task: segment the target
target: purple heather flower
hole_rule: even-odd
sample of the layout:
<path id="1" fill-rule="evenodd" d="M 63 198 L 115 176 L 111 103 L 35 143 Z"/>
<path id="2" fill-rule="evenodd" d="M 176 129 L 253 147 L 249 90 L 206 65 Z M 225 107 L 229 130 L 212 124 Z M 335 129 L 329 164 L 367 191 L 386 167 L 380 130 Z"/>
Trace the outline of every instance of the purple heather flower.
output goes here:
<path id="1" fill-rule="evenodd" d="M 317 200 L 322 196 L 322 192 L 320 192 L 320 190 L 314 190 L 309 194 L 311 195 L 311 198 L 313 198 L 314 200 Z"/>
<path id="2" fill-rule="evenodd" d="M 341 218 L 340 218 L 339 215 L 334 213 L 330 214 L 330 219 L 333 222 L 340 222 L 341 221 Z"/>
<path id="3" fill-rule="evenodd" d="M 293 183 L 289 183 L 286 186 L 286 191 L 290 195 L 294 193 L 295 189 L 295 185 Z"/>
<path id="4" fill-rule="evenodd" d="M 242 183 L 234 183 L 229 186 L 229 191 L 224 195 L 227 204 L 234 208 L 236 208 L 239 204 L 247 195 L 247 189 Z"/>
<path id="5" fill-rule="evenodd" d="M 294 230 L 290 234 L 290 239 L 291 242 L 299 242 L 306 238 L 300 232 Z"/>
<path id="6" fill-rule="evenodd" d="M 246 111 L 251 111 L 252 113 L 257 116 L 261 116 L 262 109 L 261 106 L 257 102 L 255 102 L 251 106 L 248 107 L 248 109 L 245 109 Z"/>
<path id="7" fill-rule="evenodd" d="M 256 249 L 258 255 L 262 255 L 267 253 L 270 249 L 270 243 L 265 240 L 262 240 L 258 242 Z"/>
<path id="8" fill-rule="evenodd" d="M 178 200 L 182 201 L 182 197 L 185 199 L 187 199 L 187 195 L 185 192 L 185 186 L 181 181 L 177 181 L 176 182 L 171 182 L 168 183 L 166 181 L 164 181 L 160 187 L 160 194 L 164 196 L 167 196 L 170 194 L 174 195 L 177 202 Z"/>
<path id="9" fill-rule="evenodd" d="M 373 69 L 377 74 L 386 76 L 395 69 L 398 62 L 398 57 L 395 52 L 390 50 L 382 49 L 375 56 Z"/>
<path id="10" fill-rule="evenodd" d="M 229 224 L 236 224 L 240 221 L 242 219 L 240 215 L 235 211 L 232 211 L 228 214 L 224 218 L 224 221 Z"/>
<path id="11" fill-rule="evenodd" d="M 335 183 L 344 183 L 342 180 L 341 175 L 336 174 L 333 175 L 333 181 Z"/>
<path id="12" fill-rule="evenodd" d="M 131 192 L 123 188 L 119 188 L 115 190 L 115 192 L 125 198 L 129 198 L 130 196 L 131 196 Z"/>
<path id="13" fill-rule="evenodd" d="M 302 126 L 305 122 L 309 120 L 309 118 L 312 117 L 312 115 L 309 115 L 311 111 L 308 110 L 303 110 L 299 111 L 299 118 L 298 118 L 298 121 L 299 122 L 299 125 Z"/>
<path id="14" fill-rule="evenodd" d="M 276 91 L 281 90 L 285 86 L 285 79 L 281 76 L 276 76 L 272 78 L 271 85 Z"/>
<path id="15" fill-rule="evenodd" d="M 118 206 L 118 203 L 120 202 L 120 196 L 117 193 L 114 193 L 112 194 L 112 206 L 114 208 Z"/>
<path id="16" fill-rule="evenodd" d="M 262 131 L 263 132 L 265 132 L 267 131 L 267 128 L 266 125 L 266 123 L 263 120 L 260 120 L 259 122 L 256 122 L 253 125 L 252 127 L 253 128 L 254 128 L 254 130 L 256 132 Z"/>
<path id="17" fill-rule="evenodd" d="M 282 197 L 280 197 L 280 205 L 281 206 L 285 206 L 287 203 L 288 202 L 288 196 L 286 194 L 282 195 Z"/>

::::

| Description of the task |
Rewrite the data above with every occurrence of "purple heather flower" changed to "heather blossom", leaving everything else as it is.

| Answer |
task: segment the target
target: heather blossom
hole_rule: even-odd
sample of the layout:
<path id="1" fill-rule="evenodd" d="M 63 198 L 115 176 L 111 103 L 35 143 Z"/>
<path id="2" fill-rule="evenodd" d="M 176 129 L 253 147 L 249 90 L 206 65 Z M 225 107 L 229 130 L 212 124 Z M 335 129 L 329 164 L 367 191 L 386 167 L 380 130 Z"/>
Trace the outline of every instance of the heather blossom.
output goes here:
<path id="1" fill-rule="evenodd" d="M 317 200 L 322 196 L 322 192 L 320 192 L 320 190 L 314 190 L 309 194 L 311 195 L 311 198 L 313 198 L 314 200 Z"/>
<path id="2" fill-rule="evenodd" d="M 341 218 L 340 218 L 339 215 L 334 213 L 330 214 L 330 219 L 333 222 L 340 222 L 341 221 Z"/>
<path id="3" fill-rule="evenodd" d="M 293 183 L 289 183 L 286 186 L 286 191 L 290 195 L 294 193 L 295 189 L 295 185 Z"/>
<path id="4" fill-rule="evenodd" d="M 242 183 L 234 183 L 229 186 L 229 191 L 224 195 L 227 204 L 234 208 L 236 208 L 239 204 L 247 195 L 247 189 Z"/>
<path id="5" fill-rule="evenodd" d="M 294 230 L 290 234 L 290 239 L 291 242 L 299 242 L 306 238 L 300 232 Z"/>
<path id="6" fill-rule="evenodd" d="M 246 111 L 251 111 L 252 113 L 257 116 L 261 116 L 262 109 L 261 106 L 257 102 L 255 102 L 251 106 L 248 107 L 248 109 L 245 109 Z"/>
<path id="7" fill-rule="evenodd" d="M 256 249 L 258 255 L 262 255 L 267 253 L 270 249 L 270 243 L 265 240 L 262 240 L 258 242 Z"/>
<path id="8" fill-rule="evenodd" d="M 178 200 L 182 201 L 182 197 L 185 199 L 187 199 L 187 195 L 185 192 L 185 186 L 181 181 L 177 181 L 176 182 L 171 182 L 168 183 L 166 181 L 164 181 L 160 187 L 160 194 L 164 196 L 167 196 L 170 194 L 174 195 L 177 202 Z"/>
<path id="9" fill-rule="evenodd" d="M 373 69 L 377 74 L 386 76 L 395 69 L 398 62 L 398 57 L 395 52 L 390 50 L 382 49 L 375 56 Z"/>
<path id="10" fill-rule="evenodd" d="M 229 224 L 236 224 L 240 221 L 242 219 L 240 215 L 235 211 L 232 211 L 228 214 L 224 218 L 224 221 Z"/>
<path id="11" fill-rule="evenodd" d="M 335 183 L 344 183 L 342 180 L 341 175 L 336 174 L 333 175 L 333 181 Z"/>
<path id="12" fill-rule="evenodd" d="M 131 192 L 123 188 L 119 188 L 115 190 L 115 192 L 125 198 L 129 198 L 130 196 L 131 196 Z"/>
<path id="13" fill-rule="evenodd" d="M 302 126 L 305 122 L 309 120 L 309 118 L 312 117 L 312 115 L 309 115 L 311 111 L 308 110 L 303 110 L 299 111 L 299 118 L 298 118 L 298 121 L 299 122 L 299 125 Z"/>
<path id="14" fill-rule="evenodd" d="M 276 91 L 281 90 L 285 86 L 285 79 L 281 76 L 276 76 L 272 78 L 271 85 Z"/>
<path id="15" fill-rule="evenodd" d="M 118 206 L 118 203 L 120 202 L 120 196 L 117 193 L 114 193 L 112 194 L 112 206 L 114 208 Z"/>
<path id="16" fill-rule="evenodd" d="M 262 131 L 263 132 L 265 132 L 267 131 L 267 128 L 266 125 L 266 123 L 263 120 L 260 120 L 259 122 L 256 122 L 253 125 L 252 127 L 253 128 L 254 128 L 254 130 L 256 132 Z"/>
<path id="17" fill-rule="evenodd" d="M 282 197 L 280 197 L 280 205 L 281 206 L 285 206 L 287 203 L 288 202 L 288 196 L 286 194 L 282 195 Z"/>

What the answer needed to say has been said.